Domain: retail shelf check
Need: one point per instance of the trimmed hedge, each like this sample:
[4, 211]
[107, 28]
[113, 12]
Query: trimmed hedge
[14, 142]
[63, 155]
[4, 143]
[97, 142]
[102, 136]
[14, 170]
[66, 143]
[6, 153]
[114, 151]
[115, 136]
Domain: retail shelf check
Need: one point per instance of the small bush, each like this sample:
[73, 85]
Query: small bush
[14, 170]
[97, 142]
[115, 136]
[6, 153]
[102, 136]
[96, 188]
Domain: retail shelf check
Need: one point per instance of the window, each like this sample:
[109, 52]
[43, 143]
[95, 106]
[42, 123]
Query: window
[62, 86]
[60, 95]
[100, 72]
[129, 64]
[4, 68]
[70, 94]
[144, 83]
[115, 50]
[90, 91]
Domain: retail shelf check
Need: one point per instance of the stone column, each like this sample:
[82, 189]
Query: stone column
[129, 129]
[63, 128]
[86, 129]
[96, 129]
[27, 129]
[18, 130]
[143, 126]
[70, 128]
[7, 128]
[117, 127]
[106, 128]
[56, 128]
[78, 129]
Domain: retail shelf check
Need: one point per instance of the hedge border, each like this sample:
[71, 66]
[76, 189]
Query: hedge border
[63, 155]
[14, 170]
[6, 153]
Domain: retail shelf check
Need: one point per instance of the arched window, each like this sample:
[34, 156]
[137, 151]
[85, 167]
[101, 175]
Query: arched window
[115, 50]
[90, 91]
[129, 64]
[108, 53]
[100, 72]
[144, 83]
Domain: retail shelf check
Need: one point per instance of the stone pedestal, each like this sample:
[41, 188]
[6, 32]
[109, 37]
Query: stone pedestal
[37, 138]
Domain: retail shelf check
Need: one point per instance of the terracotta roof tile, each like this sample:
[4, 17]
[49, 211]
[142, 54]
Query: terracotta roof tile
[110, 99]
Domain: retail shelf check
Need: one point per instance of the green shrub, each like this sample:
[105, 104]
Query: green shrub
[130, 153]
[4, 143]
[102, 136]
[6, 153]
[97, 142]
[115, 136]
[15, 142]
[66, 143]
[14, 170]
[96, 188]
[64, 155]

* [Work order]:
Could you write out, exactly as given, the lines from the one holding "Query: terracotta roof tile" through the end of the listing, and nothing else?

* [Solution for this task]:
Query: terracotta roof tile
[110, 99]
Domain: retail shelf check
Need: one point per instance of the green shrub, each like this sample:
[105, 104]
Query: green shrub
[130, 153]
[4, 143]
[102, 136]
[6, 153]
[97, 142]
[115, 136]
[15, 142]
[66, 143]
[14, 170]
[96, 188]
[64, 155]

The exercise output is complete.